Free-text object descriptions
◇ ◇ ◇ ◇

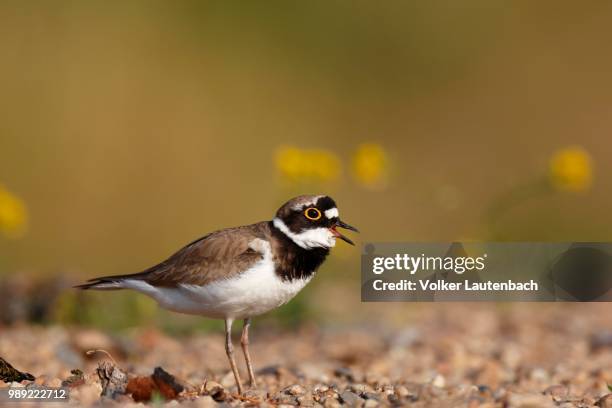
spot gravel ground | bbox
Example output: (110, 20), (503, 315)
(1, 304), (611, 407)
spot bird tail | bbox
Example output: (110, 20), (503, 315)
(74, 279), (124, 290)
(74, 271), (149, 291)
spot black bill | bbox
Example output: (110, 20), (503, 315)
(332, 220), (359, 245)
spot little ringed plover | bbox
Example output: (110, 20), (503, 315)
(76, 195), (358, 394)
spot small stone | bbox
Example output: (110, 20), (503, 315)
(395, 385), (410, 398)
(72, 329), (114, 352)
(274, 393), (298, 405)
(364, 399), (379, 408)
(420, 384), (445, 399)
(284, 384), (307, 396)
(362, 392), (379, 401)
(69, 383), (101, 407)
(194, 395), (217, 408)
(96, 361), (128, 399)
(334, 367), (355, 381)
(300, 363), (328, 382)
(62, 369), (85, 388)
(34, 375), (48, 385)
(530, 368), (549, 382)
(203, 381), (226, 402)
(350, 384), (366, 394)
(314, 384), (329, 393)
(431, 374), (445, 388)
(323, 398), (341, 408)
(381, 385), (394, 395)
(297, 394), (315, 407)
(596, 394), (612, 408)
(244, 389), (266, 400)
(508, 392), (555, 407)
(387, 393), (401, 406)
(580, 396), (597, 406)
(477, 384), (492, 397)
(365, 373), (381, 385)
(47, 378), (62, 388)
(542, 384), (568, 401)
(340, 390), (364, 407)
(590, 331), (612, 351)
(493, 387), (508, 401)
(219, 372), (236, 389)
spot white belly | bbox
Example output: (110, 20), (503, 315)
(121, 248), (314, 319)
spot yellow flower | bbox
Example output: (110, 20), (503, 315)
(351, 143), (388, 189)
(549, 146), (593, 192)
(275, 146), (341, 183)
(0, 184), (28, 238)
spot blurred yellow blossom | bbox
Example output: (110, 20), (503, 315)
(549, 146), (593, 192)
(275, 146), (341, 183)
(351, 143), (388, 189)
(0, 184), (28, 238)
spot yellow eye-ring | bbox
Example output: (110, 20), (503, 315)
(304, 207), (322, 221)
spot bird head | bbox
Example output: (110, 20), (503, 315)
(272, 195), (358, 249)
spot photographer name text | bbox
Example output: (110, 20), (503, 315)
(372, 279), (539, 292)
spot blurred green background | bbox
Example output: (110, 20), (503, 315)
(0, 1), (610, 332)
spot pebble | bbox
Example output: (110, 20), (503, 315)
(364, 399), (379, 408)
(274, 393), (298, 405)
(507, 392), (555, 407)
(530, 368), (549, 382)
(381, 385), (394, 395)
(297, 394), (315, 407)
(314, 384), (329, 393)
(542, 384), (569, 401)
(349, 384), (366, 394)
(34, 375), (48, 385)
(362, 392), (379, 401)
(219, 372), (236, 389)
(394, 385), (411, 398)
(387, 393), (401, 406)
(243, 389), (266, 400)
(334, 367), (355, 381)
(477, 384), (492, 396)
(323, 398), (341, 408)
(590, 331), (612, 351)
(72, 329), (114, 350)
(203, 381), (226, 402)
(431, 374), (445, 388)
(365, 373), (381, 386)
(70, 384), (102, 407)
(193, 396), (217, 408)
(340, 390), (364, 407)
(596, 394), (612, 408)
(284, 384), (307, 396)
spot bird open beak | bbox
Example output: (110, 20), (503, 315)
(330, 220), (359, 245)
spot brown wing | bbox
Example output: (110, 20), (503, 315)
(79, 222), (270, 289)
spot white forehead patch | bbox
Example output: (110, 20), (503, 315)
(272, 218), (336, 249)
(324, 208), (339, 219)
(291, 195), (324, 211)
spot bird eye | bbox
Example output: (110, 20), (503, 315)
(304, 207), (322, 221)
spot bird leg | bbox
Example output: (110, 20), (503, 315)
(240, 318), (257, 387)
(224, 318), (244, 394)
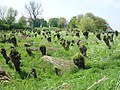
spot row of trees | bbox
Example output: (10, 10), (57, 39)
(0, 1), (108, 32)
(69, 13), (108, 32)
(0, 6), (19, 30)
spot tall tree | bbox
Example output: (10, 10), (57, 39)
(79, 16), (97, 32)
(38, 18), (47, 27)
(69, 16), (77, 28)
(18, 16), (27, 25)
(0, 6), (7, 20)
(58, 17), (67, 28)
(94, 17), (107, 31)
(33, 18), (47, 27)
(48, 18), (59, 27)
(6, 7), (18, 25)
(25, 0), (43, 28)
(76, 14), (84, 27)
(85, 12), (107, 31)
(18, 16), (27, 29)
(85, 12), (96, 20)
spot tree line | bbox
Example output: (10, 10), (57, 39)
(0, 1), (109, 32)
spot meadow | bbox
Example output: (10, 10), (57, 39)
(0, 28), (120, 90)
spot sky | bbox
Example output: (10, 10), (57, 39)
(0, 0), (120, 31)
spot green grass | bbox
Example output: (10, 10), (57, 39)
(0, 29), (120, 90)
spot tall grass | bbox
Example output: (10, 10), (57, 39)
(0, 29), (120, 90)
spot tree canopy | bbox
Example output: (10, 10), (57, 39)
(69, 12), (108, 32)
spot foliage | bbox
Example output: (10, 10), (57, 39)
(10, 23), (25, 29)
(6, 7), (18, 25)
(85, 12), (108, 31)
(76, 14), (84, 26)
(0, 20), (9, 30)
(69, 16), (78, 28)
(57, 17), (67, 28)
(79, 16), (97, 32)
(34, 18), (47, 27)
(18, 16), (27, 26)
(95, 17), (108, 31)
(85, 12), (96, 20)
(48, 18), (59, 27)
(48, 17), (67, 28)
(0, 5), (109, 32)
(69, 12), (108, 32)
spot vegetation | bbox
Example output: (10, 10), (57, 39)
(25, 1), (43, 28)
(0, 1), (119, 90)
(0, 28), (120, 90)
(0, 1), (109, 32)
(69, 13), (108, 32)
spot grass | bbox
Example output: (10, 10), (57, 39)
(0, 29), (120, 90)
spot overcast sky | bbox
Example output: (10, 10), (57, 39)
(0, 0), (120, 31)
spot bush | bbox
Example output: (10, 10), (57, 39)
(0, 23), (10, 30)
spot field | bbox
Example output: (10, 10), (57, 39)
(0, 28), (120, 90)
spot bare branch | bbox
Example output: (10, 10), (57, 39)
(25, 1), (43, 28)
(25, 4), (33, 20)
(0, 6), (7, 20)
(25, 1), (42, 20)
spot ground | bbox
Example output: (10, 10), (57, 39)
(0, 29), (120, 90)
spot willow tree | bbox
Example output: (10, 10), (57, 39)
(25, 1), (43, 28)
(79, 16), (97, 32)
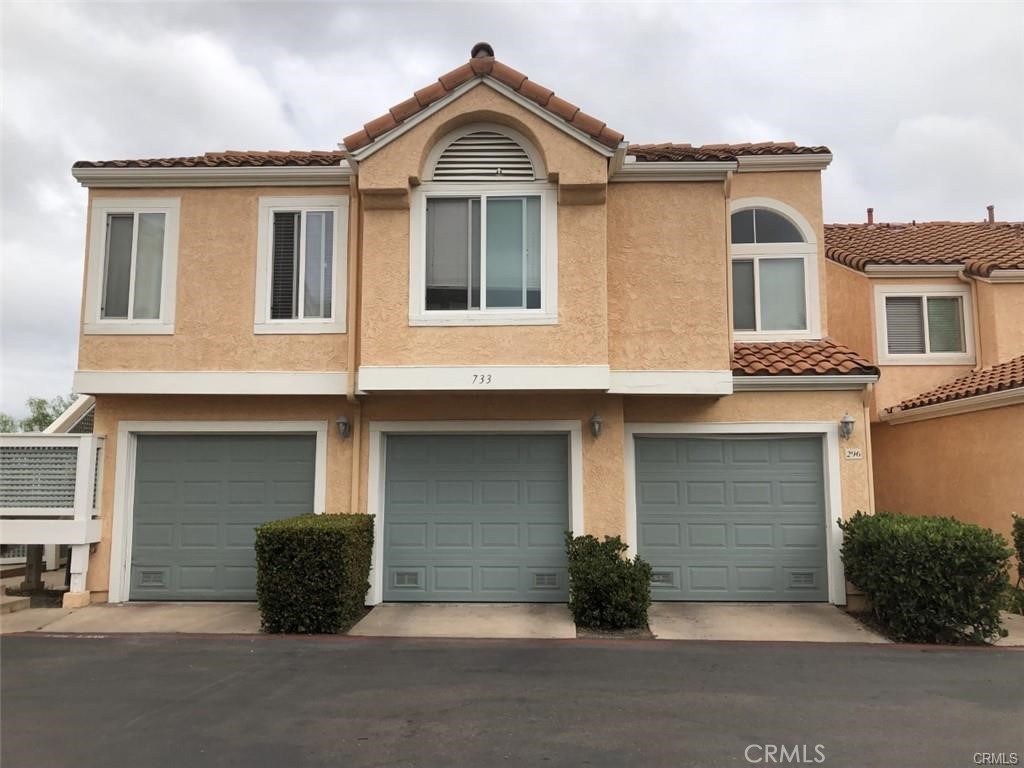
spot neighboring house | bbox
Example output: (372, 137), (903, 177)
(825, 217), (1024, 541)
(60, 43), (879, 607)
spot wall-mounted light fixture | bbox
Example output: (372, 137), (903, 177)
(589, 413), (603, 438)
(839, 413), (855, 441)
(336, 416), (351, 439)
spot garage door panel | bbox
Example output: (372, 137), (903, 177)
(636, 436), (827, 602)
(383, 434), (569, 602)
(130, 434), (316, 601)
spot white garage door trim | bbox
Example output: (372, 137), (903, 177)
(624, 422), (846, 605)
(366, 420), (584, 605)
(108, 420), (328, 603)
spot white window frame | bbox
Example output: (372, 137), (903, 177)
(254, 195), (348, 334)
(84, 197), (180, 335)
(409, 182), (558, 326)
(730, 197), (821, 342)
(873, 283), (975, 365)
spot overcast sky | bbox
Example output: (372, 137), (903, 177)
(1, 1), (1022, 416)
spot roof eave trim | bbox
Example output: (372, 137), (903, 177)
(980, 269), (1024, 283)
(610, 160), (737, 183)
(347, 77), (617, 163)
(72, 165), (352, 188)
(882, 386), (1024, 424)
(732, 373), (878, 391)
(736, 154), (833, 172)
(43, 395), (96, 434)
(863, 264), (965, 277)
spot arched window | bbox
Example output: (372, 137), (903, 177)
(730, 201), (818, 338)
(412, 125), (556, 325)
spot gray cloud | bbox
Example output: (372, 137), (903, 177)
(2, 1), (1021, 414)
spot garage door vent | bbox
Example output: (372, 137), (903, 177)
(533, 573), (558, 589)
(394, 571), (420, 587)
(139, 571), (165, 587)
(651, 571), (675, 586)
(790, 571), (815, 588)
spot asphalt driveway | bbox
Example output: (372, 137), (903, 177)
(2, 635), (1021, 768)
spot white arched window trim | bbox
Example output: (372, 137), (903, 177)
(410, 124), (557, 327)
(730, 197), (821, 341)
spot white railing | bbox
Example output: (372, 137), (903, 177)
(0, 434), (104, 594)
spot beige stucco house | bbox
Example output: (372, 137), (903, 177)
(58, 44), (881, 608)
(825, 216), (1024, 542)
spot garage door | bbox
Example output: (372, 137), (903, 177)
(635, 435), (828, 601)
(383, 434), (569, 602)
(130, 434), (316, 601)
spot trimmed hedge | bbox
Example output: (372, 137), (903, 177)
(1012, 514), (1024, 585)
(840, 511), (1012, 644)
(566, 533), (652, 630)
(255, 513), (373, 634)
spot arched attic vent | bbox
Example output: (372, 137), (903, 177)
(429, 128), (540, 182)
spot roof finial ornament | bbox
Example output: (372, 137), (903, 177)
(471, 42), (494, 59)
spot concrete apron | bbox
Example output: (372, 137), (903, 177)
(2, 602), (262, 635)
(648, 603), (891, 643)
(350, 603), (578, 639)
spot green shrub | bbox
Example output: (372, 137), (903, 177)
(840, 511), (1012, 644)
(1012, 514), (1024, 585)
(255, 513), (373, 634)
(565, 533), (652, 630)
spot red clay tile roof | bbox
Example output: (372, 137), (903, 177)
(824, 221), (1024, 277)
(628, 142), (830, 162)
(732, 340), (878, 377)
(888, 355), (1024, 413)
(341, 53), (624, 153)
(73, 150), (345, 169)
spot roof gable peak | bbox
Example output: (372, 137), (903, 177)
(341, 45), (623, 159)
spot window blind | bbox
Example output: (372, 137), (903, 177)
(885, 296), (926, 354)
(271, 212), (299, 319)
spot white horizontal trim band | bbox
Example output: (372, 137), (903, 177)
(607, 370), (733, 395)
(0, 519), (102, 545)
(732, 374), (878, 391)
(611, 161), (737, 182)
(72, 371), (349, 395)
(735, 154), (833, 171)
(358, 365), (610, 391)
(72, 165), (352, 188)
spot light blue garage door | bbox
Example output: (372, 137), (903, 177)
(130, 434), (316, 601)
(383, 434), (569, 602)
(635, 436), (828, 601)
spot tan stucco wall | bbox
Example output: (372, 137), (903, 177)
(356, 84), (608, 190)
(977, 280), (1024, 367)
(78, 187), (350, 373)
(355, 86), (610, 368)
(624, 390), (873, 522)
(87, 394), (356, 600)
(873, 405), (1024, 543)
(730, 171), (829, 335)
(607, 182), (730, 371)
(86, 389), (874, 601)
(824, 261), (875, 359)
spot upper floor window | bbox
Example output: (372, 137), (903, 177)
(730, 200), (819, 341)
(84, 197), (180, 335)
(255, 196), (348, 334)
(410, 125), (557, 326)
(874, 284), (974, 365)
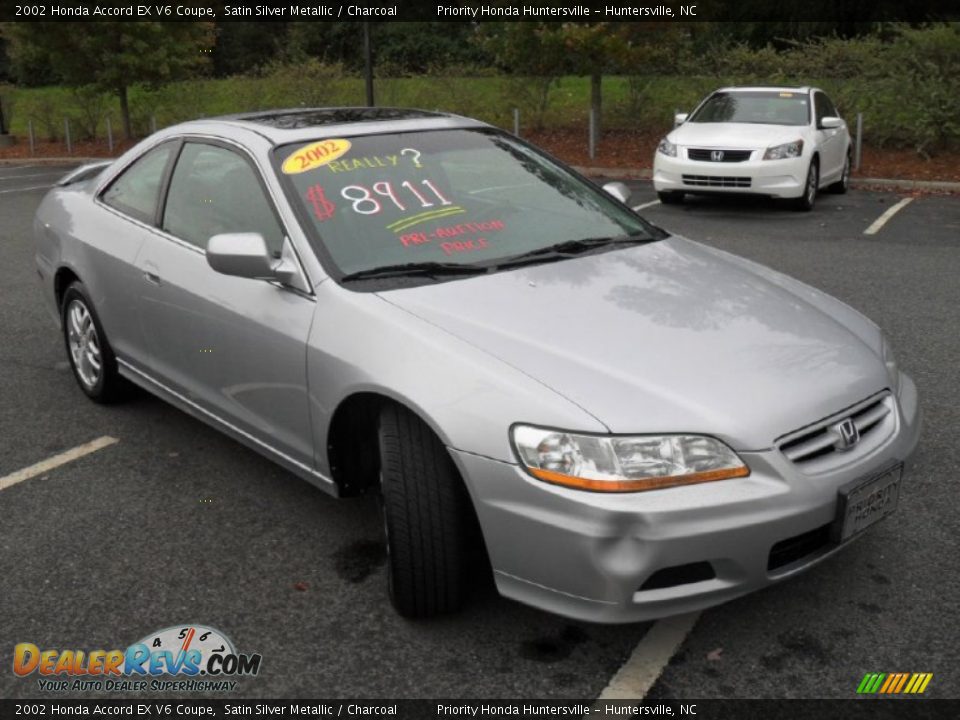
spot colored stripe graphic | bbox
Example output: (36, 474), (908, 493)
(879, 674), (897, 693)
(869, 673), (886, 693)
(386, 206), (465, 230)
(390, 208), (466, 233)
(894, 673), (910, 693)
(857, 672), (932, 694)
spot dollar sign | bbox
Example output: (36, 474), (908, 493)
(306, 184), (336, 221)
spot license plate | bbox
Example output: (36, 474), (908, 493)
(833, 464), (903, 543)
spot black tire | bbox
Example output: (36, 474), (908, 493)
(828, 153), (851, 194)
(61, 281), (124, 403)
(657, 191), (685, 205)
(378, 403), (473, 618)
(793, 158), (819, 211)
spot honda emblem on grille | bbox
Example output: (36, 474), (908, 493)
(835, 418), (860, 450)
(711, 150), (725, 162)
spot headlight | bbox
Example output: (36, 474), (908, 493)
(511, 425), (749, 493)
(657, 138), (677, 157)
(882, 336), (900, 395)
(762, 140), (804, 160)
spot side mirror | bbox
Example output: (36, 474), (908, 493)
(602, 181), (631, 204)
(206, 233), (275, 280)
(820, 116), (843, 130)
(674, 112), (689, 127)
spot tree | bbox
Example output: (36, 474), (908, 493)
(213, 21), (290, 76)
(4, 22), (214, 139)
(476, 23), (570, 129)
(479, 22), (678, 140)
(554, 23), (629, 142)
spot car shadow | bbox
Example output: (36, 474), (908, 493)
(674, 193), (797, 214)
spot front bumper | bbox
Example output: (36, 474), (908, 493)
(453, 375), (921, 624)
(653, 152), (808, 199)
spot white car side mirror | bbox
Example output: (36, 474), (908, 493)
(820, 116), (843, 129)
(602, 181), (631, 204)
(674, 113), (689, 127)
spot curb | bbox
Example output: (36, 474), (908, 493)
(0, 157), (102, 165)
(3, 157), (958, 193)
(849, 177), (960, 193)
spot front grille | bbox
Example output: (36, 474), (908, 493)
(687, 148), (753, 162)
(778, 393), (894, 466)
(768, 523), (832, 572)
(682, 174), (751, 188)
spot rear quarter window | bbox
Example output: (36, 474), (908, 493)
(101, 143), (175, 224)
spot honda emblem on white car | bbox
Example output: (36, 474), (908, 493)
(836, 418), (861, 450)
(711, 150), (725, 162)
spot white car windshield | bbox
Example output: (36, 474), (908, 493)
(275, 129), (657, 281)
(689, 91), (810, 126)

◇ ◇ ◇ ◇

Your task: Leave out the pictures and repeat exactly the lines from the first line of the data through the line containing "spot small stone | bbox". Add nothing else.

Answer section:
spot gravel ground | bbox
Example output: (110, 20), (503, 315)
(1, 304), (611, 407)
spot bird tail | bbox
Example output: (110, 20), (503, 315)
(74, 279), (124, 290)
(74, 271), (149, 291)
spot black bill | bbox
Example output: (110, 20), (503, 315)
(332, 220), (359, 245)
spot little ringed plover | bbox
Example output: (110, 20), (503, 315)
(76, 195), (358, 394)
spot small stone | bbox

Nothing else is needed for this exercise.